[Text-to-region grounding data]
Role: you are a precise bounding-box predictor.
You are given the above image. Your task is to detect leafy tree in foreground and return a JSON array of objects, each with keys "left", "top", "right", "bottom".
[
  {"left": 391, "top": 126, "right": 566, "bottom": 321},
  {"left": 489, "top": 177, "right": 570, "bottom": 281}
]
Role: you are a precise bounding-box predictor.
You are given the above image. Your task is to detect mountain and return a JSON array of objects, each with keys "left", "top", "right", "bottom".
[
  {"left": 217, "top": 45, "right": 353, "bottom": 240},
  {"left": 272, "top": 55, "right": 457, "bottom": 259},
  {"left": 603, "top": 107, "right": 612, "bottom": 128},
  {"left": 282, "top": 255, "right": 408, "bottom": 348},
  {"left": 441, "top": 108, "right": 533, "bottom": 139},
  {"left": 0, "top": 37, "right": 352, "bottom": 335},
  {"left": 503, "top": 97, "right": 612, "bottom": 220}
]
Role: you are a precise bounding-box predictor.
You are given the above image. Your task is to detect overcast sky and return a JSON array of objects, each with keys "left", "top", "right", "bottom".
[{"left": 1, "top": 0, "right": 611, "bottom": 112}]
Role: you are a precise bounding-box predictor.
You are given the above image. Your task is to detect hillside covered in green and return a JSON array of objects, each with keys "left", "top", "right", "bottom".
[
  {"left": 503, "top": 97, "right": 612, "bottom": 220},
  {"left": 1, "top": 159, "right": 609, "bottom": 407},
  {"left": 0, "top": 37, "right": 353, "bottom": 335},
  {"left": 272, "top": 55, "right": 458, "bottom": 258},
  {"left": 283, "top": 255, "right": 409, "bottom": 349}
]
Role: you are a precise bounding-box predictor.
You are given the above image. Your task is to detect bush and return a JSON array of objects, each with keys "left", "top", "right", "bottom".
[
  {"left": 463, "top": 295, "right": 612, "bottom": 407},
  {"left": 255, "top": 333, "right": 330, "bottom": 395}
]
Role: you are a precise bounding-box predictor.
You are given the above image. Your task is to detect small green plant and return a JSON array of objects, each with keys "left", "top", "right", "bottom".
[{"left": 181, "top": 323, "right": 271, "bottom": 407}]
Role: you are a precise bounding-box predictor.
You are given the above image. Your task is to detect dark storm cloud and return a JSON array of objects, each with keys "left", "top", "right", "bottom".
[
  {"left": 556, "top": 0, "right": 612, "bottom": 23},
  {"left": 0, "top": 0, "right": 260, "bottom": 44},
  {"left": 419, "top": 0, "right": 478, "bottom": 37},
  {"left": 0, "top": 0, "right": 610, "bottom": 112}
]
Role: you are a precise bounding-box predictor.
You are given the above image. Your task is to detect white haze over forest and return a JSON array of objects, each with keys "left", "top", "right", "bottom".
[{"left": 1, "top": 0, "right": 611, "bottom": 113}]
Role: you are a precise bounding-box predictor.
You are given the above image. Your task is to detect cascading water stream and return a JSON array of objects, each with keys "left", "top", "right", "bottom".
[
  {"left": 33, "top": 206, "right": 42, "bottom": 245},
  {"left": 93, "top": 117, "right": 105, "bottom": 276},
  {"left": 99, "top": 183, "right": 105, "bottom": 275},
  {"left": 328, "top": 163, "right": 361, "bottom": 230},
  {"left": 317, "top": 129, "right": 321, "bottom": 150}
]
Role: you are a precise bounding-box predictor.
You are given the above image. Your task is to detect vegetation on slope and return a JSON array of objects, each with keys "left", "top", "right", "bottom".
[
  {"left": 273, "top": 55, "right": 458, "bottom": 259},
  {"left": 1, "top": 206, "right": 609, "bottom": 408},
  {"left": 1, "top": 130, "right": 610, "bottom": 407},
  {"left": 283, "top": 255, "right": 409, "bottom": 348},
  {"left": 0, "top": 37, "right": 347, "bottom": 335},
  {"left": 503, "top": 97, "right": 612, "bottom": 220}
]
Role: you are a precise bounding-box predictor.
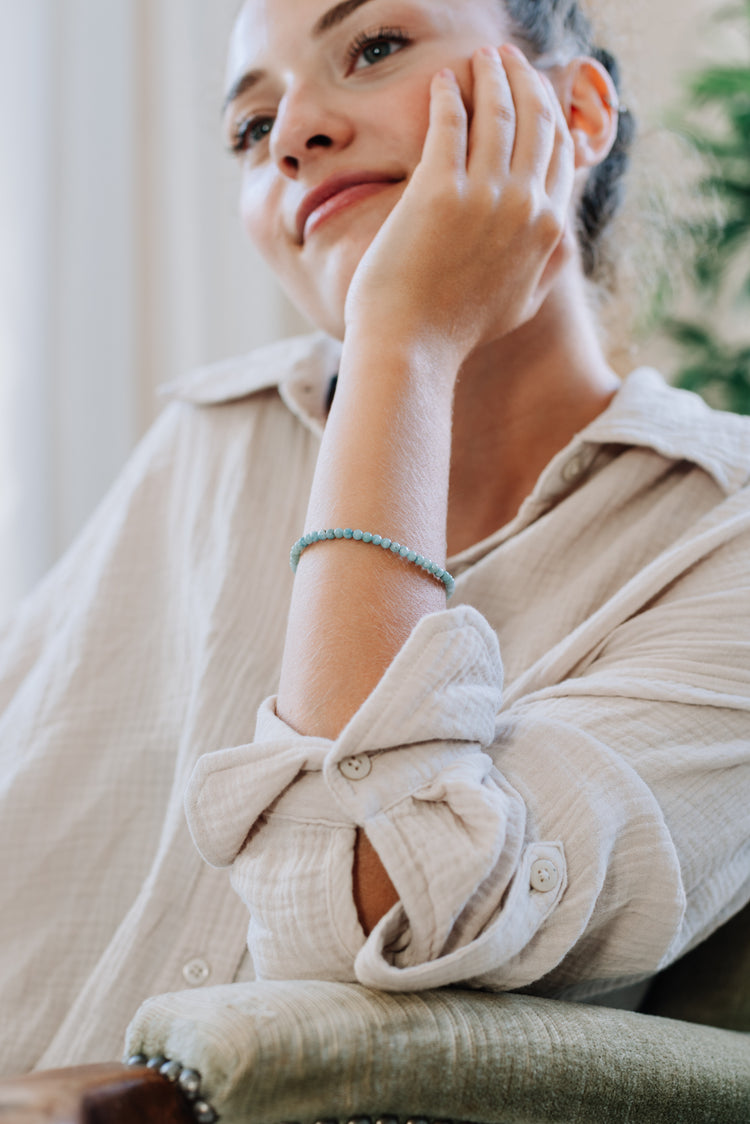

• Directions:
Type the entries above out again exactly, with no pictures.

• Completed exercise:
Role: you are a precise bounding-box predictor.
You are given the above image. Your task is to detect leafy tree in foreground and return a JSON array of objects, each with keys "left", "top", "right", "bottom".
[
  {"left": 391, "top": 126, "right": 566, "bottom": 321},
  {"left": 489, "top": 177, "right": 570, "bottom": 281}
]
Role: you are a precise bounding-box predictor.
You are given the above image. Your task is to detect mountain and return a JSON array of objects, each with keys "left", "top", "right", "bottom".
[
  {"left": 217, "top": 45, "right": 353, "bottom": 240},
  {"left": 272, "top": 55, "right": 457, "bottom": 259},
  {"left": 603, "top": 107, "right": 612, "bottom": 128},
  {"left": 282, "top": 255, "right": 408, "bottom": 348},
  {"left": 441, "top": 108, "right": 533, "bottom": 139},
  {"left": 0, "top": 37, "right": 352, "bottom": 335},
  {"left": 503, "top": 97, "right": 612, "bottom": 220}
]
Role: you are a precise bounding-box predictor.
You are given the above image. Your task is to detect overcast sky and return a JSON array of objects, each with keys "left", "top", "right", "bottom".
[{"left": 1, "top": 0, "right": 611, "bottom": 112}]
Role: you are a precise bounding-box predictor.
You are given the above image. Your task is to detect hillside covered in green and return a JSON array of objects, each with keys "left", "top", "right", "bottom".
[
  {"left": 503, "top": 97, "right": 612, "bottom": 220},
  {"left": 1, "top": 159, "right": 609, "bottom": 407},
  {"left": 0, "top": 37, "right": 353, "bottom": 335},
  {"left": 272, "top": 55, "right": 458, "bottom": 258},
  {"left": 283, "top": 255, "right": 409, "bottom": 349}
]
Role: you are a precise bounding-box predictor.
You are given the above image. Your task is to detect bush and return a JSON array of objects, each with keys "left", "top", "right", "bottom".
[
  {"left": 463, "top": 295, "right": 612, "bottom": 407},
  {"left": 255, "top": 333, "right": 330, "bottom": 395}
]
Role: you are a precise bounding-box predictor.
You are given the above image. Your task is to detect small green plant and return a JSON array of objects, each with keys "left", "top", "right", "bottom".
[{"left": 181, "top": 323, "right": 271, "bottom": 407}]
Role: you are a precise bounding-box predictor.
You are given the above image. Your task is to detect dark storm cloud and return a JSON array of objects, each with keys "left", "top", "right", "bottom".
[
  {"left": 556, "top": 0, "right": 612, "bottom": 23},
  {"left": 0, "top": 0, "right": 260, "bottom": 44},
  {"left": 419, "top": 0, "right": 478, "bottom": 37},
  {"left": 0, "top": 0, "right": 610, "bottom": 112}
]
Role: you are a precise bounding-box predictor.
You are given the above image. Your task is to detect white haze over forest and return a JSON array of objects, each with keys "left", "top", "right", "bottom".
[{"left": 1, "top": 0, "right": 611, "bottom": 113}]
Role: you are a precise bounding-box predictor.
You are given the above image. Your task is to detect cascading water stream and return a JSON array of objects, each with keys "left", "top", "right", "bottom".
[
  {"left": 33, "top": 206, "right": 42, "bottom": 245},
  {"left": 93, "top": 117, "right": 105, "bottom": 276},
  {"left": 99, "top": 183, "right": 105, "bottom": 275},
  {"left": 328, "top": 163, "right": 361, "bottom": 230},
  {"left": 317, "top": 129, "right": 321, "bottom": 150}
]
Role: you are a precise bounding-box predictor.
You are given the above image. Your task is to detect vegetation on slope and return a JSON array of objects, each with keys "left", "top", "right", "bottom".
[
  {"left": 273, "top": 55, "right": 458, "bottom": 259},
  {"left": 1, "top": 206, "right": 609, "bottom": 408},
  {"left": 1, "top": 130, "right": 610, "bottom": 407},
  {"left": 283, "top": 255, "right": 409, "bottom": 348},
  {"left": 0, "top": 37, "right": 347, "bottom": 335},
  {"left": 503, "top": 97, "right": 612, "bottom": 220}
]
Role: you are a precise bounding-box predictor.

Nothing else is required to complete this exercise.